### What is required:
Reproduce exactly the final portion of the data: every line from the one containing "arm in the image." through the last line, inclusive.

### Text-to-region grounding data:
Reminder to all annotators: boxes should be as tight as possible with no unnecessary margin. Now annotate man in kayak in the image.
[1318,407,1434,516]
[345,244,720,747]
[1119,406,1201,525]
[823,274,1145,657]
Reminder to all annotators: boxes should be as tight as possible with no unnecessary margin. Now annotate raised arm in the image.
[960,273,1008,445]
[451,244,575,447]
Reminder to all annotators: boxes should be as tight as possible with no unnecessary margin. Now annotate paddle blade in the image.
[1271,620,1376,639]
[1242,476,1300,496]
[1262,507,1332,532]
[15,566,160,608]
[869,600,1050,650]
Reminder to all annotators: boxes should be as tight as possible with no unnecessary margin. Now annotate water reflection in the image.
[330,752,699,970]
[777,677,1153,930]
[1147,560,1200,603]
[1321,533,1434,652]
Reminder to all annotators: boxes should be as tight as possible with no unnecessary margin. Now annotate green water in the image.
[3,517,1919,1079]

### Result for this task:
Reminder to all annotators: boxes should be as tight as possible with no unnecessary margin. Now annotate raised arm in the image.
[960,273,1008,445]
[451,244,575,447]
Reminder to all annotators: boxes should be as tight as possible with no unnecessary margin. Now annotate paddle blade in the image.
[1271,620,1376,639]
[1242,476,1300,496]
[1262,507,1332,532]
[15,566,160,608]
[869,600,1050,650]
Reminder to all annotators: boxes should be as tight as possible with no unnecessary margin. Now annotate water reflection in the image.
[330,752,699,970]
[777,677,1153,930]
[1147,560,1200,603]
[1321,533,1434,652]
Reminder to all annotators: boxes should be as tight as possible with no unnecessary margin. Now annotate green water in the image.
[3,517,1919,1079]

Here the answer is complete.